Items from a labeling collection
_ _ _
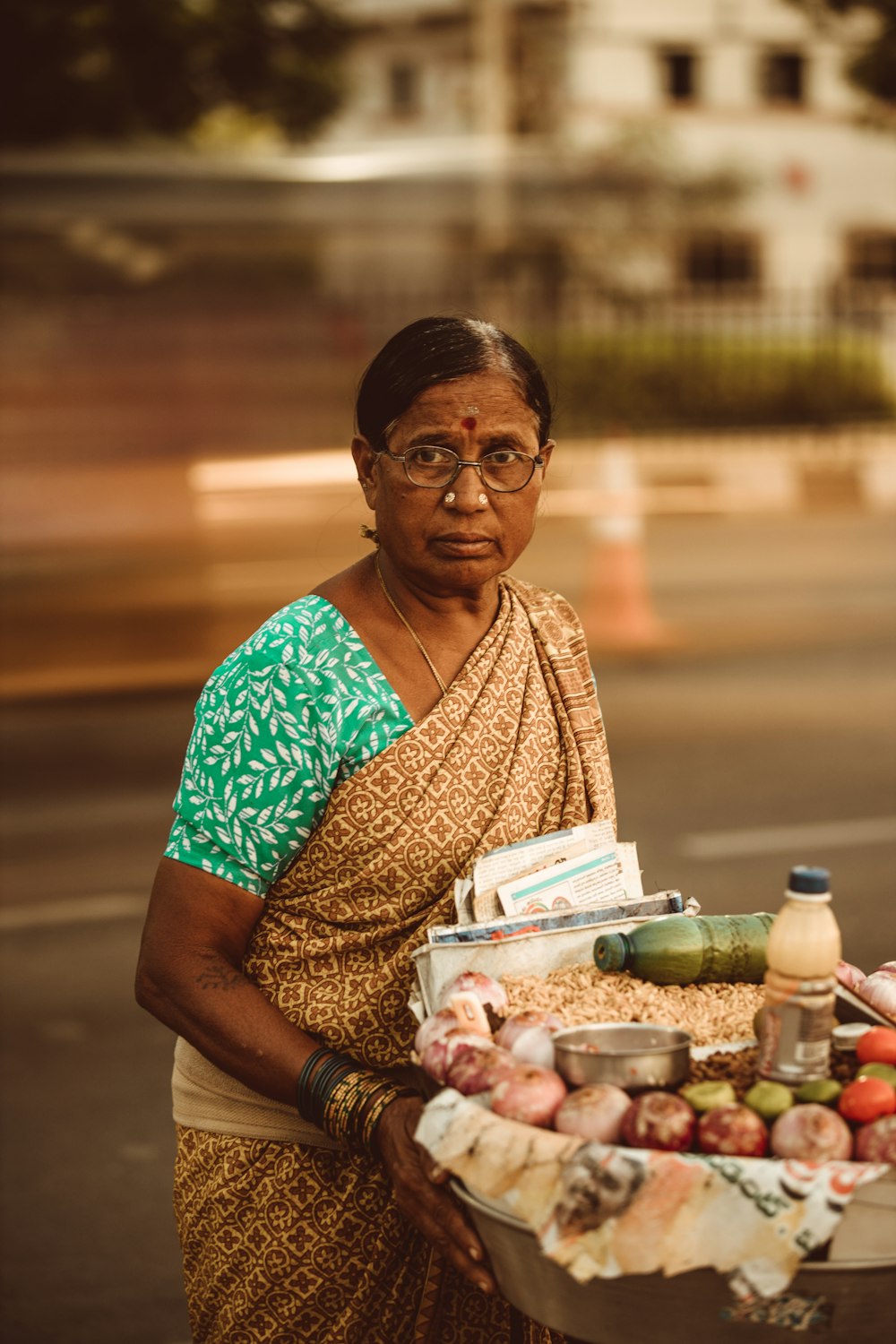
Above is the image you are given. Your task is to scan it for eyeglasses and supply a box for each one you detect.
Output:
[383,444,544,495]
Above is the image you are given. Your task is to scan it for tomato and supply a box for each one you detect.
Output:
[856,1027,896,1064]
[837,1078,896,1125]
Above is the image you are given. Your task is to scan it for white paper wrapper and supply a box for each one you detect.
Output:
[415,1089,891,1297]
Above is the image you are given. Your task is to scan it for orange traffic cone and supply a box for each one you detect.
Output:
[579,444,673,653]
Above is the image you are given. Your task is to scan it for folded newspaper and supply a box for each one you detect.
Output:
[428,822,671,943]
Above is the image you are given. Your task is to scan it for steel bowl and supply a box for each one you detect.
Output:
[554,1021,691,1090]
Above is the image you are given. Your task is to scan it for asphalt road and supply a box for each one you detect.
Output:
[0,516,896,1344]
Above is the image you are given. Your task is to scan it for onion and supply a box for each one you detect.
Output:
[444,1040,516,1097]
[449,989,492,1039]
[495,1008,563,1069]
[420,1031,491,1083]
[554,1083,632,1144]
[495,1008,563,1050]
[856,1116,896,1163]
[834,961,866,994]
[414,1008,458,1059]
[856,970,896,1021]
[439,970,508,1013]
[492,1064,567,1128]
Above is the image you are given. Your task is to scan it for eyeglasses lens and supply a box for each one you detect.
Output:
[404,445,535,491]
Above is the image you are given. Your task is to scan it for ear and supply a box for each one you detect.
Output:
[352,435,377,510]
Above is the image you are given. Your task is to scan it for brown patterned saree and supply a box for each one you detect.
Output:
[176,580,616,1344]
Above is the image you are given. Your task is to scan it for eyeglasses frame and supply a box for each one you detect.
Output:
[376,444,548,495]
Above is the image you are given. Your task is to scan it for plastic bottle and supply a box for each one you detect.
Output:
[759,867,841,1086]
[594,914,775,986]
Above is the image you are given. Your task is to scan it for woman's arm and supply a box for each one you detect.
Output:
[135,859,495,1292]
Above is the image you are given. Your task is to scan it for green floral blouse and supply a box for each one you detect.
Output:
[165,597,412,897]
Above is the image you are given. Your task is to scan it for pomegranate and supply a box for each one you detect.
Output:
[490,1064,567,1129]
[856,1116,896,1163]
[697,1102,769,1158]
[770,1102,853,1163]
[554,1083,632,1144]
[622,1091,697,1152]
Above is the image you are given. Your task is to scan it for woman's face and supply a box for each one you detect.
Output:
[352,373,554,593]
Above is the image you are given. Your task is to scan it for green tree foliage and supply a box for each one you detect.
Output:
[0,0,348,145]
[793,0,896,108]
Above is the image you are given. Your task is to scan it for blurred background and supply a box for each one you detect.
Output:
[0,0,896,1344]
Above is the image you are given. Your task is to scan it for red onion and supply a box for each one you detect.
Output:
[834,961,866,994]
[495,1008,563,1069]
[492,1064,567,1128]
[414,1008,458,1059]
[856,1116,896,1163]
[554,1083,632,1144]
[444,1040,516,1097]
[449,989,492,1039]
[495,1008,563,1050]
[420,1031,482,1083]
[770,1101,853,1163]
[439,970,508,1013]
[856,970,896,1021]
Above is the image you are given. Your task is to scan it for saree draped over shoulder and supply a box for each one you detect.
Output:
[175,580,616,1344]
[245,581,616,1067]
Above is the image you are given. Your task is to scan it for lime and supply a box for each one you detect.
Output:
[796,1078,844,1107]
[856,1061,896,1088]
[745,1080,794,1124]
[678,1082,737,1112]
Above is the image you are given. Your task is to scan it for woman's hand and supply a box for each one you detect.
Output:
[376,1097,497,1293]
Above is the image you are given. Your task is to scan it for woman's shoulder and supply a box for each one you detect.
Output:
[504,575,579,631]
[213,594,366,677]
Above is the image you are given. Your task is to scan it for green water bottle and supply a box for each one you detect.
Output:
[594,914,775,986]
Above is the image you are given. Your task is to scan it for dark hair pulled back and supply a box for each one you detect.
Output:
[355,316,554,453]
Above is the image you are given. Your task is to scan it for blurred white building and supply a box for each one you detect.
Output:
[320,0,896,293]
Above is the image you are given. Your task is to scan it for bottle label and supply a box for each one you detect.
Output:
[759,992,834,1085]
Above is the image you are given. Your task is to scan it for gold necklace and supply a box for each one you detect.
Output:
[374,556,447,695]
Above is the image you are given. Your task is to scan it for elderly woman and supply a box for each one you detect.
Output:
[137,309,614,1344]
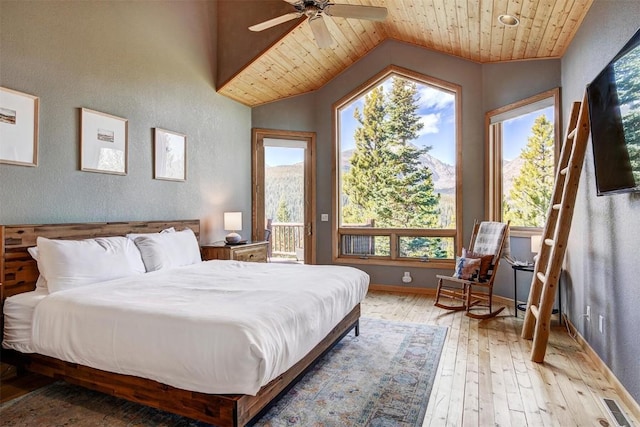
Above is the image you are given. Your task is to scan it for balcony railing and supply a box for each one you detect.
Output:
[270,222,304,261]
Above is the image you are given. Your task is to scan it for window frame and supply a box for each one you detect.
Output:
[331,65,463,269]
[485,87,562,237]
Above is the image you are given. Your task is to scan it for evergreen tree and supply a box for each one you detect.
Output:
[343,77,446,257]
[504,114,554,227]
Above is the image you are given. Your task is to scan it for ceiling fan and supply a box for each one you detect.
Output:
[249,0,387,48]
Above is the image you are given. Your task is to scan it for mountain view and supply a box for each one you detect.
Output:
[265,150,456,222]
[265,150,524,222]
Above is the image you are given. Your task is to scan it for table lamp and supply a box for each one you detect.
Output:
[224,212,242,243]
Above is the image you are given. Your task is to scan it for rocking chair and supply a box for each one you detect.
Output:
[434,221,509,319]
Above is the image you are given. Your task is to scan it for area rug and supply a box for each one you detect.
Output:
[0,318,447,427]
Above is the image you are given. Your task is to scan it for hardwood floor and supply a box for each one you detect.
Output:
[362,291,640,427]
[0,291,640,427]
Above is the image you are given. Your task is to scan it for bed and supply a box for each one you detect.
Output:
[0,220,368,426]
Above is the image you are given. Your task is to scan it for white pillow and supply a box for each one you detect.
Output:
[134,228,202,272]
[27,246,47,289]
[37,236,145,293]
[127,227,176,240]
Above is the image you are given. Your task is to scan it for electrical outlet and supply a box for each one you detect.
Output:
[598,314,604,334]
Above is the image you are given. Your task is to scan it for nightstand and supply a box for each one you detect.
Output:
[200,242,269,262]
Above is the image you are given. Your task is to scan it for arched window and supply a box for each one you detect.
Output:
[333,67,462,268]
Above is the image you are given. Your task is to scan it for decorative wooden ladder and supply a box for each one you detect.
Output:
[522,93,589,363]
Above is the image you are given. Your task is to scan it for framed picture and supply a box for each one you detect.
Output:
[0,87,39,166]
[153,128,187,181]
[80,108,128,175]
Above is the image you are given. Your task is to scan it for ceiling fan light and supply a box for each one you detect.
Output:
[498,14,520,27]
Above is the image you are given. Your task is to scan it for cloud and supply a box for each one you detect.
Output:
[418,85,455,110]
[420,113,440,135]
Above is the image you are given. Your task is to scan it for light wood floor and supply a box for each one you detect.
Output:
[362,291,640,427]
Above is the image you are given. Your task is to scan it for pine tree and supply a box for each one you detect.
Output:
[504,114,554,227]
[343,77,447,258]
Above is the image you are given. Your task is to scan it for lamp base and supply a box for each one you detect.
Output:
[224,232,242,243]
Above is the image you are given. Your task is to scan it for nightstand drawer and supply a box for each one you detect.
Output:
[202,242,269,262]
[231,246,267,262]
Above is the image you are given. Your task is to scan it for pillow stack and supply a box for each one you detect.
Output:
[28,228,202,293]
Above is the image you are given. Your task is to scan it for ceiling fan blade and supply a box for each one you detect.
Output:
[323,4,387,21]
[309,16,333,49]
[249,12,302,31]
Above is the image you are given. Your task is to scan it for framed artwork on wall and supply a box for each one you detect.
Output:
[0,87,40,166]
[80,108,128,175]
[153,128,187,181]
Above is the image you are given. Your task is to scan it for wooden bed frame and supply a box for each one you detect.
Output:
[0,220,360,427]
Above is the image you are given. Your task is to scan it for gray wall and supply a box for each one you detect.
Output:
[252,41,560,299]
[562,0,640,402]
[0,0,251,241]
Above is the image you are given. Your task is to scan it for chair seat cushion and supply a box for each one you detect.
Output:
[453,257,481,280]
[462,248,493,280]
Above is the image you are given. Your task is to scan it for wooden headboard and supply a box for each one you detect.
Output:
[0,219,200,303]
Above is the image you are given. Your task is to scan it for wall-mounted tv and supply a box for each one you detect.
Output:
[587,30,640,196]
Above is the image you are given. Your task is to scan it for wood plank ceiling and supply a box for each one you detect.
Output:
[218,0,593,107]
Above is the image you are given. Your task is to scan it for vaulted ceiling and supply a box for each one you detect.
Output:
[218,0,593,107]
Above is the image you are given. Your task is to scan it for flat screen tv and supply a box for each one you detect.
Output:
[587,30,640,196]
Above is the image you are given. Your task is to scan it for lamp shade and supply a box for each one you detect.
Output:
[531,234,542,254]
[224,212,242,231]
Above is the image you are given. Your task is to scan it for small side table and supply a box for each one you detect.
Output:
[511,265,562,324]
[200,241,269,262]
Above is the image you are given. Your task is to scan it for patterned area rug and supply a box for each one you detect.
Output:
[0,318,446,427]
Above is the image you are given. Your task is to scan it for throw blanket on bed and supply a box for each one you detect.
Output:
[26,261,369,395]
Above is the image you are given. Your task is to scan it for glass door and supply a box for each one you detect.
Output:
[253,129,315,264]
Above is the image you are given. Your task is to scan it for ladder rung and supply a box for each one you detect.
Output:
[529,305,538,319]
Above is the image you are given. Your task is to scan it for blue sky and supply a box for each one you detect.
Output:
[265,79,553,166]
[340,78,456,165]
[502,106,553,160]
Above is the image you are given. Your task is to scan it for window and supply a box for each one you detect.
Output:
[333,67,462,268]
[486,89,560,235]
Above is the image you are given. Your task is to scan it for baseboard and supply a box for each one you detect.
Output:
[564,316,640,420]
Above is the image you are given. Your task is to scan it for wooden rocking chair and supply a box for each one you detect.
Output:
[434,221,509,319]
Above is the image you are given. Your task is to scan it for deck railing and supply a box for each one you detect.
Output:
[271,222,304,258]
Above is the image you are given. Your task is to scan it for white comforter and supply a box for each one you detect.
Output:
[27,261,369,395]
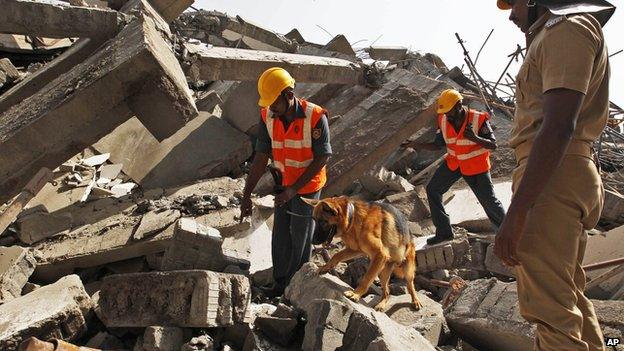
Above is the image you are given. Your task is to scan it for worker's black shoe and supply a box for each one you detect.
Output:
[260,284,285,299]
[427,234,455,245]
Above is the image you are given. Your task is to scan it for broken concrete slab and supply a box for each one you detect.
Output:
[444,278,624,351]
[583,226,624,300]
[0,275,93,350]
[0,0,127,38]
[301,299,352,351]
[254,316,299,347]
[444,279,534,351]
[0,246,36,305]
[324,69,449,195]
[444,180,512,232]
[0,58,20,91]
[162,218,250,272]
[34,215,173,281]
[341,304,435,351]
[485,244,516,278]
[0,17,197,201]
[364,294,446,345]
[98,270,251,328]
[323,34,355,56]
[94,111,252,188]
[132,210,180,240]
[186,44,364,84]
[358,167,414,196]
[385,186,431,222]
[600,190,624,223]
[365,46,407,61]
[143,326,190,351]
[17,213,72,244]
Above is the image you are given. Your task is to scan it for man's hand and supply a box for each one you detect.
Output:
[239,196,253,223]
[494,209,527,266]
[464,123,479,143]
[275,186,297,206]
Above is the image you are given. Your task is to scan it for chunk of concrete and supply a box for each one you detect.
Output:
[143,326,190,351]
[583,226,624,300]
[444,181,512,231]
[94,112,251,188]
[323,34,355,56]
[601,190,624,223]
[34,215,174,281]
[366,46,407,61]
[254,316,299,347]
[17,213,72,244]
[0,246,36,305]
[301,299,353,351]
[162,218,249,272]
[186,44,364,84]
[358,167,414,196]
[0,0,126,38]
[0,58,20,89]
[324,69,449,195]
[444,279,534,351]
[386,186,431,222]
[132,210,180,240]
[0,16,197,201]
[485,244,516,278]
[0,275,93,350]
[364,294,446,345]
[98,270,251,328]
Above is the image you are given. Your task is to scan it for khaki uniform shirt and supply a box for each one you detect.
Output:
[510,13,609,158]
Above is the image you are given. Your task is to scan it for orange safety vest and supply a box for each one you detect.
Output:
[438,110,491,176]
[261,99,327,194]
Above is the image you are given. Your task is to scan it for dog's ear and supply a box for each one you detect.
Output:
[301,197,321,206]
[322,201,338,216]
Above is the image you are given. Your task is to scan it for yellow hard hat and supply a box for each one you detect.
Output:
[496,0,513,10]
[258,67,295,107]
[438,89,464,113]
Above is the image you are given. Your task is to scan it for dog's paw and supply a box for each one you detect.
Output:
[344,290,362,302]
[375,301,386,312]
[318,265,331,275]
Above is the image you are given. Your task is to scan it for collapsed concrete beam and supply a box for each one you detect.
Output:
[324,69,450,195]
[444,278,624,351]
[0,275,93,350]
[0,17,197,201]
[0,0,126,38]
[0,246,36,305]
[96,270,251,328]
[186,44,364,84]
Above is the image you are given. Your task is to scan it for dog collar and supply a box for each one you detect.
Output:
[347,202,355,231]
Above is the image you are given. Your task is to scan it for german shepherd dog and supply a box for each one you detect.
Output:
[302,196,422,311]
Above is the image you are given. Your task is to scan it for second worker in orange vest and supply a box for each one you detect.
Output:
[402,89,505,245]
[241,67,332,297]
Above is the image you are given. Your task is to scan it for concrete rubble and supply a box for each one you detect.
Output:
[0,0,624,351]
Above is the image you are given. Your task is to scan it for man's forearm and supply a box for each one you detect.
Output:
[509,89,584,211]
[243,152,269,196]
[475,136,498,150]
[291,155,329,191]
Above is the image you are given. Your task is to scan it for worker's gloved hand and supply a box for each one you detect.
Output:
[464,123,478,142]
[275,187,297,206]
[239,196,253,223]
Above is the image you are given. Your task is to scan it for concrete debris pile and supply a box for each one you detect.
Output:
[0,0,624,351]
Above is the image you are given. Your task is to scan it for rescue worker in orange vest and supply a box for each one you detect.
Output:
[241,67,332,297]
[402,89,505,245]
[492,0,621,351]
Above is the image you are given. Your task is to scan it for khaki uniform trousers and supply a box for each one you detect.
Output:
[513,150,605,351]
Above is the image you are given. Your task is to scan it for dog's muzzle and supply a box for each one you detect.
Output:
[312,219,337,245]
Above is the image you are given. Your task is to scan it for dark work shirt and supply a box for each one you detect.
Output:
[255,100,332,156]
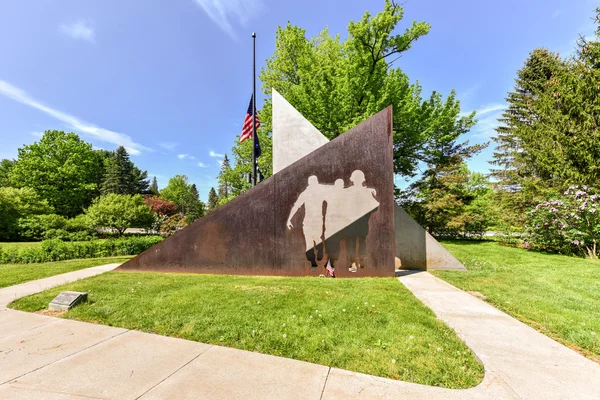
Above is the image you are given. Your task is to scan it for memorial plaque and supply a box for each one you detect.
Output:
[48,292,87,311]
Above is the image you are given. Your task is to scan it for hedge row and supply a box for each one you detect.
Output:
[0,236,163,264]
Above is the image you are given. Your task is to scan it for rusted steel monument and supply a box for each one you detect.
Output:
[119,91,464,277]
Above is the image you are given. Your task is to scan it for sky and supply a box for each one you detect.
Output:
[0,0,598,200]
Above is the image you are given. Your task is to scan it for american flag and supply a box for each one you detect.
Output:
[325,260,335,278]
[240,96,260,143]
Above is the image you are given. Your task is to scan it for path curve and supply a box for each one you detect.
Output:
[0,264,600,400]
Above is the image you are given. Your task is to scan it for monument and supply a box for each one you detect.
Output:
[119,91,464,277]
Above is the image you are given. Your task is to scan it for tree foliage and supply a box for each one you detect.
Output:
[207,187,219,212]
[100,146,148,194]
[85,193,154,236]
[161,175,204,222]
[0,158,15,187]
[144,196,179,217]
[10,131,101,216]
[0,187,53,240]
[150,176,160,196]
[220,0,473,195]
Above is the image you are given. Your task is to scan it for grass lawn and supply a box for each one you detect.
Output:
[11,272,483,388]
[434,241,600,362]
[0,256,133,288]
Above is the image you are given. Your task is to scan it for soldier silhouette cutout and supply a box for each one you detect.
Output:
[287,170,379,270]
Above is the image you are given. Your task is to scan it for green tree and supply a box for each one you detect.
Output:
[10,131,99,216]
[0,187,54,240]
[185,183,205,223]
[161,175,204,222]
[100,146,150,194]
[401,136,491,235]
[85,193,155,236]
[207,187,219,212]
[226,0,474,195]
[522,8,600,189]
[491,49,565,233]
[0,158,15,187]
[150,176,160,196]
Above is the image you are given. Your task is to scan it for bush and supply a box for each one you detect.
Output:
[0,236,163,264]
[18,214,67,241]
[85,193,155,236]
[526,186,600,258]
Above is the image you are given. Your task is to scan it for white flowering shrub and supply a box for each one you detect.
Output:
[526,186,600,258]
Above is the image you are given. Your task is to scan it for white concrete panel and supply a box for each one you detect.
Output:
[272,89,329,174]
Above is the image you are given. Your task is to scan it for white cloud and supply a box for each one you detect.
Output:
[195,0,264,38]
[208,150,225,158]
[59,20,95,43]
[158,142,179,150]
[0,80,150,155]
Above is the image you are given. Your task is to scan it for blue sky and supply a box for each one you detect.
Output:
[0,0,596,200]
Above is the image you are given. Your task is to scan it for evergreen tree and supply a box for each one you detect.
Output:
[490,49,564,231]
[185,183,205,223]
[208,187,219,212]
[218,154,232,199]
[100,146,132,195]
[523,8,600,189]
[129,163,151,194]
[150,176,160,196]
[100,146,149,194]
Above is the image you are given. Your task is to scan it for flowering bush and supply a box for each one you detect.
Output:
[526,186,600,258]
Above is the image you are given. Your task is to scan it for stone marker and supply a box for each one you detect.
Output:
[48,292,87,311]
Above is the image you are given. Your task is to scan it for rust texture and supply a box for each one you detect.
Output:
[119,107,395,277]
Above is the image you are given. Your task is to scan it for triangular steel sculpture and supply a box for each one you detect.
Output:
[272,89,466,270]
[119,106,395,277]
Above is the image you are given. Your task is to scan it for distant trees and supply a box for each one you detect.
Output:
[150,177,160,196]
[207,187,219,212]
[0,131,211,240]
[85,193,154,236]
[0,158,15,187]
[161,175,204,222]
[100,146,150,194]
[218,0,474,203]
[9,131,100,216]
[0,187,54,240]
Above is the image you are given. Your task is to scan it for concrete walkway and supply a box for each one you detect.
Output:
[0,264,600,400]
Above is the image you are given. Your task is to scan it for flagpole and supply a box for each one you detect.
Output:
[252,32,256,186]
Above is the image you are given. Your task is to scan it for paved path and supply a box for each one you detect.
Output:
[0,264,600,400]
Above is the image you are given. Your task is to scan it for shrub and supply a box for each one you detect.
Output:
[18,214,67,241]
[527,186,600,258]
[85,193,155,236]
[0,236,162,264]
[157,214,187,237]
[144,196,179,216]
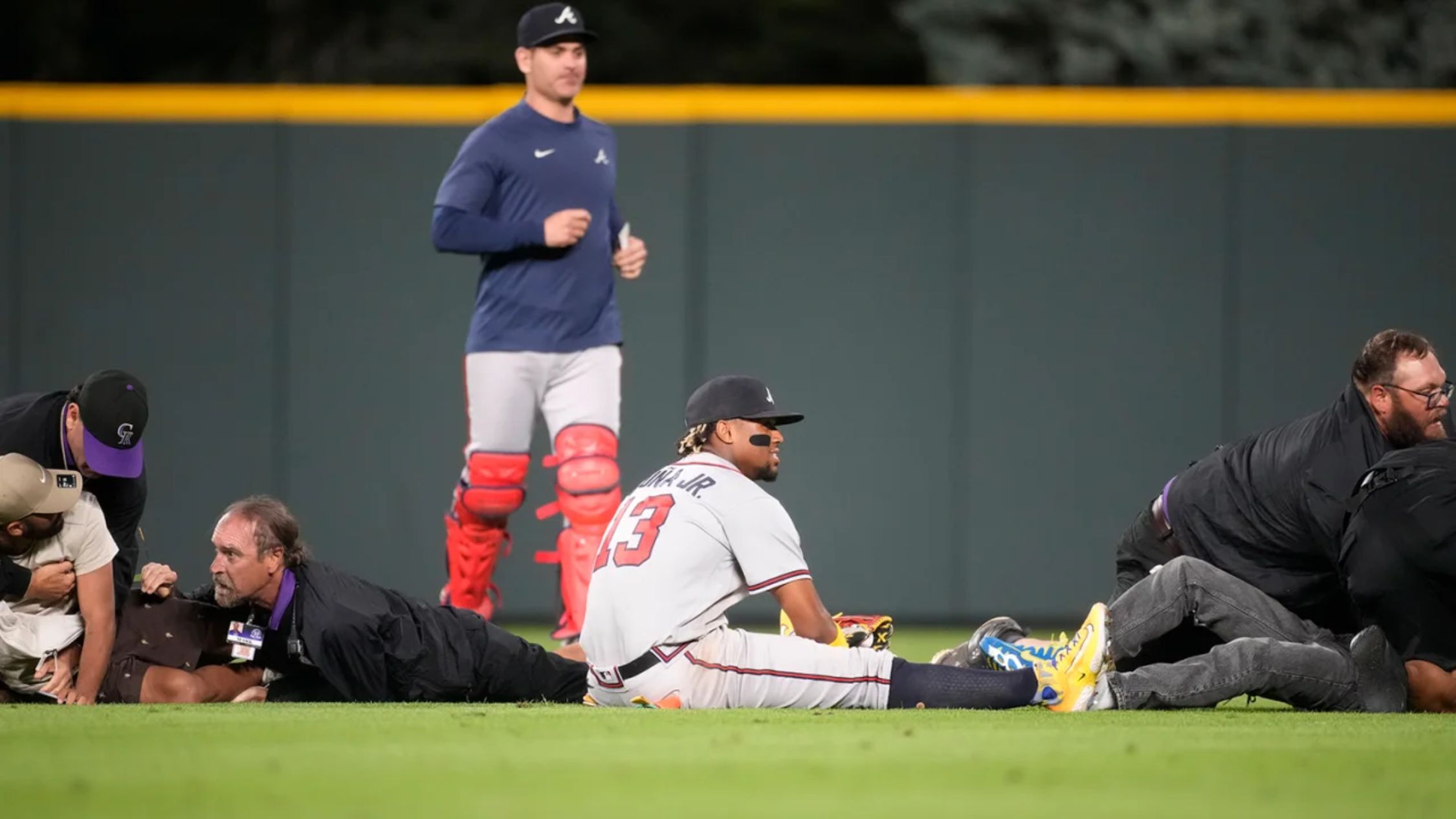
_ _ _
Copy out the material word for word, from the line with "for window and" up to and including the line with "[271,222,304,258]".

Above is the image you are given. Your task is to scan it for window and supply a box for each one you detect.
Output:
[333,67,462,268]
[486,89,560,235]
Above is the image you are given. Your task is to scan it for baseboard and supply a box for each one you detect.
Output:
[564,316,640,420]
Above is the image you are given. Your task is to scan it for wooden rocking chair and supply a box for each one you detect.
Output:
[434,221,509,319]
Above is the image you are given. Your task is to scan it for deck railing and supply a box for each one you detect.
Output:
[271,222,304,258]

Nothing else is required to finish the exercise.